Task brief:
Copy the lines below word for word, leaving the pictures out of your copy.

━━━━━━━━━━

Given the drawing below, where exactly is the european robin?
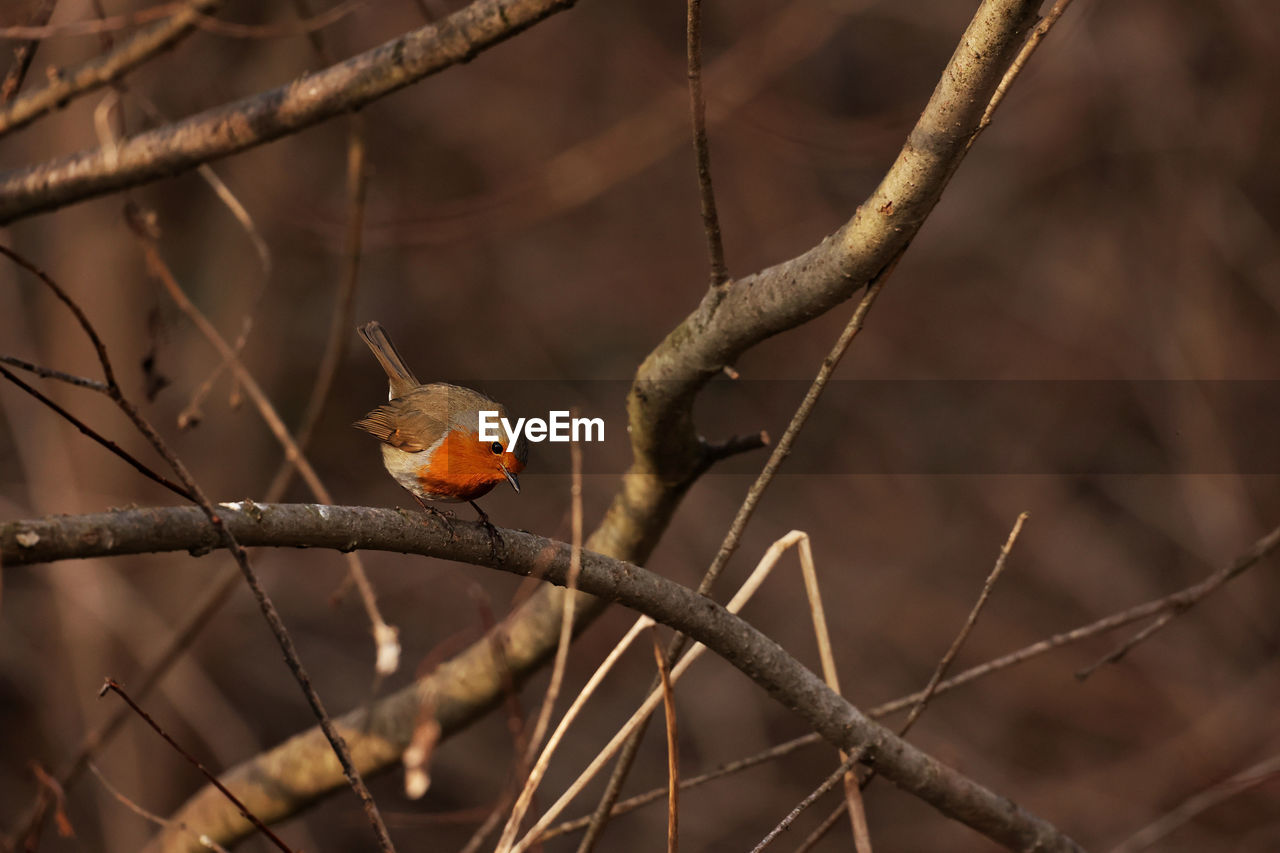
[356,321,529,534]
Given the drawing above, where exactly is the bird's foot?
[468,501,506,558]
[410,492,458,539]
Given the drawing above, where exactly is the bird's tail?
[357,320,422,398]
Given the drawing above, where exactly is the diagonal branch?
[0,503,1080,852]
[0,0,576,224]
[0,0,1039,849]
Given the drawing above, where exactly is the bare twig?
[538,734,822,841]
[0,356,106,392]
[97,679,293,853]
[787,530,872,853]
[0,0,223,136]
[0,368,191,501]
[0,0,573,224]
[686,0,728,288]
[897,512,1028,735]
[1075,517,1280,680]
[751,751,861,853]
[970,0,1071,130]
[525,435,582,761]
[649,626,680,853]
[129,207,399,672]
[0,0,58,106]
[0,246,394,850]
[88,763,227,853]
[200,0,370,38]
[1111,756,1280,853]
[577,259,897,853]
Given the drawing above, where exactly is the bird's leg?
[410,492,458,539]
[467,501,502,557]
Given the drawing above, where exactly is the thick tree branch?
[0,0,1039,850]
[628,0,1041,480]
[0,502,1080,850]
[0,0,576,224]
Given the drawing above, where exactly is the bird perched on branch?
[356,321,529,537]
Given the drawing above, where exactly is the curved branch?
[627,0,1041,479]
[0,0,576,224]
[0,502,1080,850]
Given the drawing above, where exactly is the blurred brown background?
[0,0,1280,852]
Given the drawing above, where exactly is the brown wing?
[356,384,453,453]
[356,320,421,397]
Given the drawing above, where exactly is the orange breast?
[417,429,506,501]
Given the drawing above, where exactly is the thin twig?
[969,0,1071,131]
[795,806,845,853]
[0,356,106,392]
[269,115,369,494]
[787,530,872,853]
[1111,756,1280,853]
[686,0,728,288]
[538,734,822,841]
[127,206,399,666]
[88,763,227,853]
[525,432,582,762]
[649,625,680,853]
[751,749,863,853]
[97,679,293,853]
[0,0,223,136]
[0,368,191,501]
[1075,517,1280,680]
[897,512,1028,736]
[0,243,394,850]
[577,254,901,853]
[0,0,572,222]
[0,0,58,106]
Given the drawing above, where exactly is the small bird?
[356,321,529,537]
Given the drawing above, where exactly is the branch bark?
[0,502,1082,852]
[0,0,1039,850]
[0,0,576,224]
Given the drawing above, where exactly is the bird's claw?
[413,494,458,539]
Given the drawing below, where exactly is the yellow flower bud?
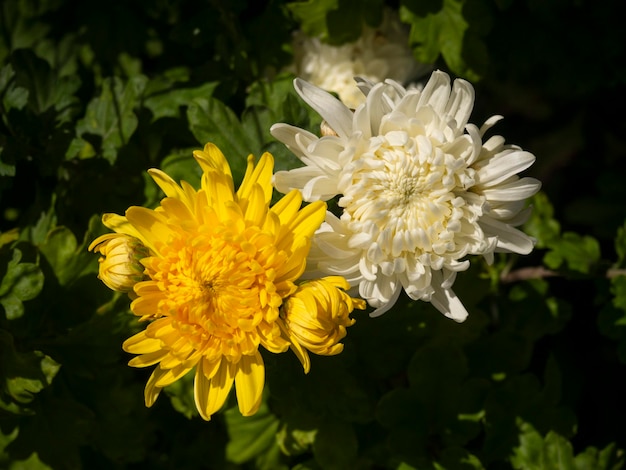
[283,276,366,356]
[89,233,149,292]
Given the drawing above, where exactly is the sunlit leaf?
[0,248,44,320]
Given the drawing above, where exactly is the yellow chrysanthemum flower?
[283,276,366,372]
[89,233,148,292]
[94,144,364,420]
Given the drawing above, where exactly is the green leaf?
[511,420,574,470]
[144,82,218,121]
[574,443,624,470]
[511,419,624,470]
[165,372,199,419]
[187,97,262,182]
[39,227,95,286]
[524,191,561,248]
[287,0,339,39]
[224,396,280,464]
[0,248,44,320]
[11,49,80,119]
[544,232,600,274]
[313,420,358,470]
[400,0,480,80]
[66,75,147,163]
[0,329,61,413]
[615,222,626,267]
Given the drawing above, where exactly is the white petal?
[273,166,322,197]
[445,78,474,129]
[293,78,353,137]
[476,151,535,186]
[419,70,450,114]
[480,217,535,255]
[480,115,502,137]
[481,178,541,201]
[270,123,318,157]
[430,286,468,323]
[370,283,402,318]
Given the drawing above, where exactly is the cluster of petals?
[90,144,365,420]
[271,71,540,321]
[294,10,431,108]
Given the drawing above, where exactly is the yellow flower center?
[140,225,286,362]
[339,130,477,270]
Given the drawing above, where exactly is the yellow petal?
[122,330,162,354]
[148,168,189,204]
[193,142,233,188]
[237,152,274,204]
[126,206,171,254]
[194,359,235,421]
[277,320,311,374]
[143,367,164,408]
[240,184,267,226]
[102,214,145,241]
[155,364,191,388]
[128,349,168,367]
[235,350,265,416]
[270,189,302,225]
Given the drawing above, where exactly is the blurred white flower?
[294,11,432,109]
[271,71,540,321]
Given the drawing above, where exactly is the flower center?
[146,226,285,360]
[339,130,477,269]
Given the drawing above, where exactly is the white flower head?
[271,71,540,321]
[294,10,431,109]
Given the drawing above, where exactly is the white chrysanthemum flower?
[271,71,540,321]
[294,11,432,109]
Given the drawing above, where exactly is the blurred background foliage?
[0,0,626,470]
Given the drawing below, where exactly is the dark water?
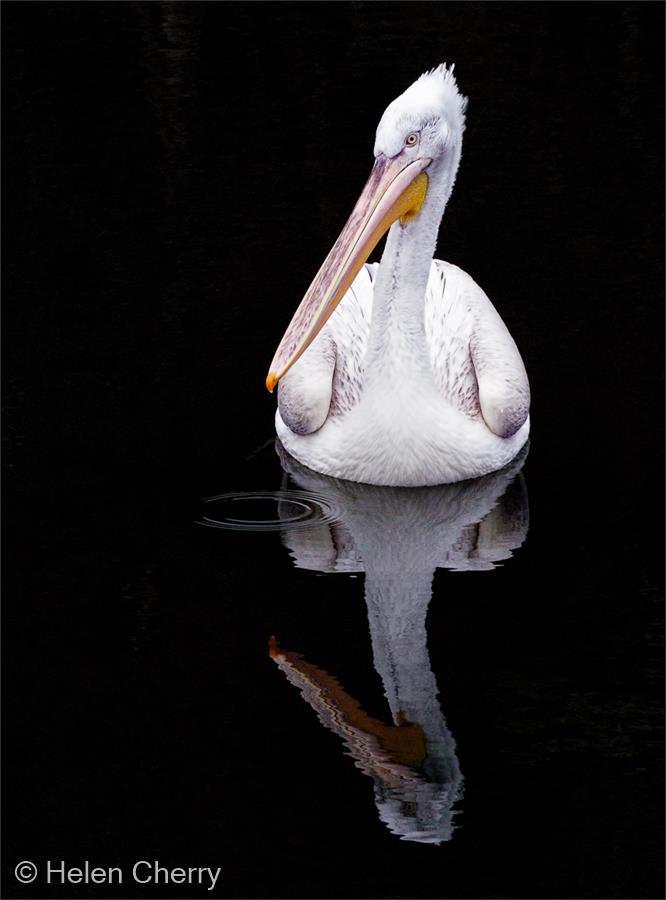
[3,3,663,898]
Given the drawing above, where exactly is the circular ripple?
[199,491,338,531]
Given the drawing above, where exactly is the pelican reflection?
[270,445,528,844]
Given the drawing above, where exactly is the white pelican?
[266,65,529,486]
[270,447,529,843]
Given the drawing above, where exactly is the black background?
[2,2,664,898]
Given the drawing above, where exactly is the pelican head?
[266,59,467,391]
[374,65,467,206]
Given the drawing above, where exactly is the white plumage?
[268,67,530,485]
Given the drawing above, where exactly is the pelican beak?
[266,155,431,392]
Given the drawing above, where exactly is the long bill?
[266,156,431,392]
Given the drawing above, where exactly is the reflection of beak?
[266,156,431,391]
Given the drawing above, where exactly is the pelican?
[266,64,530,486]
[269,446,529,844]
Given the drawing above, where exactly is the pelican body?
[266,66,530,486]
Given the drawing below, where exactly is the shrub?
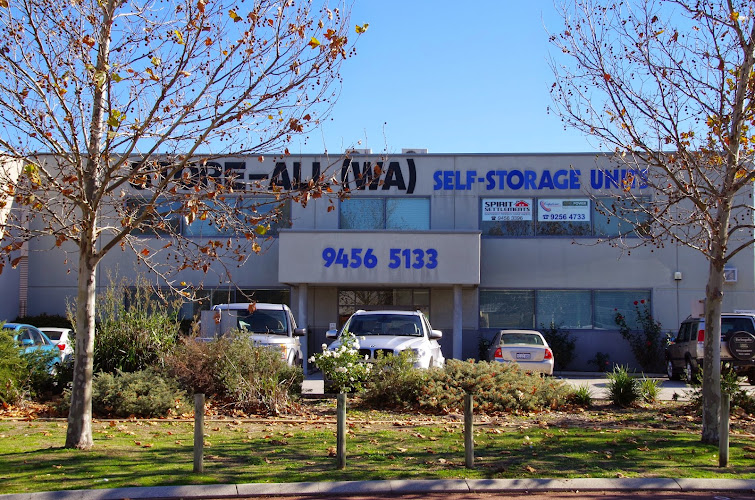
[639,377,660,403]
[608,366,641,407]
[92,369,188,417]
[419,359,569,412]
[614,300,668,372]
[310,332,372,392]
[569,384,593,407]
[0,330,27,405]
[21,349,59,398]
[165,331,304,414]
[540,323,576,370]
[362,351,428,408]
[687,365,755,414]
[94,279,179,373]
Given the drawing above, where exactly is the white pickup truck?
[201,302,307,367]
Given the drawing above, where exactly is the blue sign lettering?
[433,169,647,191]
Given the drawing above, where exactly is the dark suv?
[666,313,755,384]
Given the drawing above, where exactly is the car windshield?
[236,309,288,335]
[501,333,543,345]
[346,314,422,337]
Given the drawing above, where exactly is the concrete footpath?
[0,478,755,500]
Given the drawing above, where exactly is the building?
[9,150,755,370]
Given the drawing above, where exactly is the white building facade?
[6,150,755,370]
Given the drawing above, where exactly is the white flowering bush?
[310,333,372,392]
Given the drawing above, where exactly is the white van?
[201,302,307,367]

━━━━━━━━━━

Written response:
Given the drawing below, where exactly is the european robin?
[356,321,529,534]
Given the drawing above, where exactly is the bird's foot?
[468,501,506,558]
[410,492,458,539]
Given the drawing above, where exactly is the bird's tail?
[357,320,422,398]
Given the drawing above, where exactly is the diagonal branch?
[0,503,1080,852]
[0,0,576,224]
[0,0,1039,849]
Given the drawing above, where exactly is the bare twig?
[538,734,822,841]
[0,356,106,392]
[97,679,293,853]
[787,530,872,853]
[0,0,223,136]
[0,368,191,501]
[0,0,573,224]
[686,0,728,288]
[897,512,1028,735]
[1075,517,1280,680]
[751,751,861,853]
[970,0,1071,130]
[525,435,582,761]
[649,626,680,853]
[129,207,399,672]
[0,0,58,106]
[0,246,394,850]
[88,763,227,853]
[200,0,370,38]
[1111,756,1280,853]
[577,259,897,853]
Given the drawing above, where exactly is the bird's leg?
[410,492,458,539]
[467,501,502,557]
Given the drawing above, where exactly is the thick tree branch?
[0,0,1039,850]
[628,0,1041,480]
[0,502,1080,850]
[0,0,576,224]
Given the drawing above, where exactly is the bird perched on branch?
[356,321,529,537]
Given the drawing above, where exactly is the curved branch?
[627,0,1041,479]
[0,0,576,224]
[0,502,1080,850]
Given the drawing above, where exactly is the blurred brown background?
[0,0,1280,852]
Given the drawing above, where exactly is the brown wing?
[356,384,453,453]
[356,320,421,397]
Given the drawing above, where exactly is the orange breast?
[417,429,506,501]
Given the drawing above, where exactly is the thin twig?
[969,0,1071,131]
[795,806,845,853]
[0,356,106,392]
[269,115,369,494]
[787,530,872,853]
[1111,756,1280,853]
[686,0,728,288]
[538,734,822,841]
[127,206,399,666]
[88,763,227,853]
[525,432,582,762]
[649,625,680,853]
[751,749,863,853]
[97,679,293,853]
[0,0,223,136]
[0,368,191,501]
[1075,517,1280,680]
[897,512,1028,736]
[0,243,394,850]
[577,254,901,853]
[0,0,572,222]
[0,0,58,106]
Given the drawing above, where exactly is the small bird?
[356,321,529,537]
Given the drawing above, where exactly is the branch bark?
[0,502,1082,852]
[0,0,1039,850]
[0,0,576,224]
Given the drawing above, where exactly is the bird's claw?
[413,494,458,539]
Given the drawing below, where exactly is the yellow flower bud?
[283,276,366,356]
[89,233,149,292]
Given the drawing above, where exactly is the sunlit leaf?
[0,248,44,320]
Given the drawing above, where exactly is the yellow chrysanthemum flower?
[283,276,366,372]
[89,233,148,292]
[94,144,364,420]
Given the drawing above, where exactly is the green leaf?
[511,420,574,470]
[144,82,218,121]
[574,443,624,470]
[511,419,624,470]
[165,372,199,419]
[187,97,262,182]
[39,227,95,286]
[524,191,561,248]
[287,0,339,39]
[224,396,280,464]
[0,248,44,320]
[11,49,80,119]
[544,232,600,274]
[313,420,358,470]
[400,0,480,80]
[66,75,147,163]
[0,329,61,413]
[615,222,626,267]
Given the drawing above, where exactly is the white petal?
[273,166,322,197]
[445,78,474,129]
[293,78,353,137]
[476,151,535,186]
[419,70,450,114]
[480,217,535,255]
[480,115,502,137]
[481,178,541,201]
[270,123,318,157]
[430,286,468,323]
[370,283,402,318]
Given the drawing above, where exactly is the cluster of petals?
[90,144,365,420]
[271,71,540,321]
[294,10,431,108]
Given the drawing above, where exactly is the yellow flower center?
[140,225,286,362]
[339,130,477,270]
Given the drawing above, where exactly is the yellow petal?
[122,330,162,354]
[148,168,189,204]
[193,142,233,188]
[237,152,274,204]
[126,206,171,254]
[194,359,235,421]
[277,320,311,374]
[143,367,164,408]
[240,184,267,226]
[102,214,145,241]
[155,364,191,388]
[128,349,168,367]
[235,350,265,416]
[270,189,302,225]
Given the drawing above, where exactly is the blurred white flower?
[294,11,432,109]
[271,71,540,321]
Given the drawing above, where exactly is the flower center?
[146,226,285,360]
[339,130,477,269]
Given the drawing above, where exactly is the white flower head?
[271,71,540,321]
[294,10,431,109]
Given the drawing above, where exactly is the white chrysanthemum flower?
[271,71,540,321]
[294,11,432,109]
Given the drawing above, where exactly is the blurred background foliage?
[0,0,626,470]
Given the drawing below, where exactly is the dark water?
[3,3,663,898]
Given the drawing above, where exactly is the circular ripple?
[199,491,338,531]
Given the drawing above, where exactly is the pelican reflection?
[270,445,528,844]
Given the drawing above, where exactly is the white pelican?
[266,65,529,486]
[270,447,529,843]
Given the drawing above, where exactly is the black background?
[2,2,664,898]
Given the drawing above, where exactly is the pelican head?
[266,59,467,391]
[374,65,467,206]
Given the drawing above, where exactly is the white plumage?
[268,67,530,485]
Given the drawing above, where exactly is the pelican beak?
[266,155,431,392]
Given the drawing above, where exactly is the long bill?
[266,156,431,392]
Given the drawing above, where exactly is the reflection of beak?
[266,156,431,391]
Given the drawing above, where exactly is the pelican?
[266,64,530,486]
[269,446,529,844]
Given the drawing above, where exactly is the pelican body?
[266,66,530,486]
Given the drawing below, where exactly is the shrub?
[639,377,660,403]
[608,366,641,407]
[92,369,188,417]
[419,359,569,412]
[614,300,668,372]
[310,332,372,392]
[569,384,593,407]
[0,330,27,405]
[21,349,59,398]
[165,331,304,414]
[540,323,576,370]
[362,351,428,408]
[687,365,755,414]
[94,279,179,373]
Given the drawing above, where exactly is the white pickup truck?
[201,302,307,367]
Given the drawing above, where exactly is the blue sign lettering?
[433,169,647,191]
Given the drawing above, where exactly is the dark suv?
[666,313,755,384]
Given the drawing above, where exactly is the car windshield?
[236,309,288,335]
[501,333,543,345]
[346,314,422,337]
Given the drawing above, where exactly is the concrete footpath?
[0,478,755,500]
Given the drawing above, where exactly is the building?
[9,150,755,370]
Given the drawing above, where exactly is the white building facade?
[6,150,755,370]
Given the drawing above, where exactly is the white flowering bush?
[310,333,372,392]
Given the drawing above, where exactly is the white van?
[201,302,307,367]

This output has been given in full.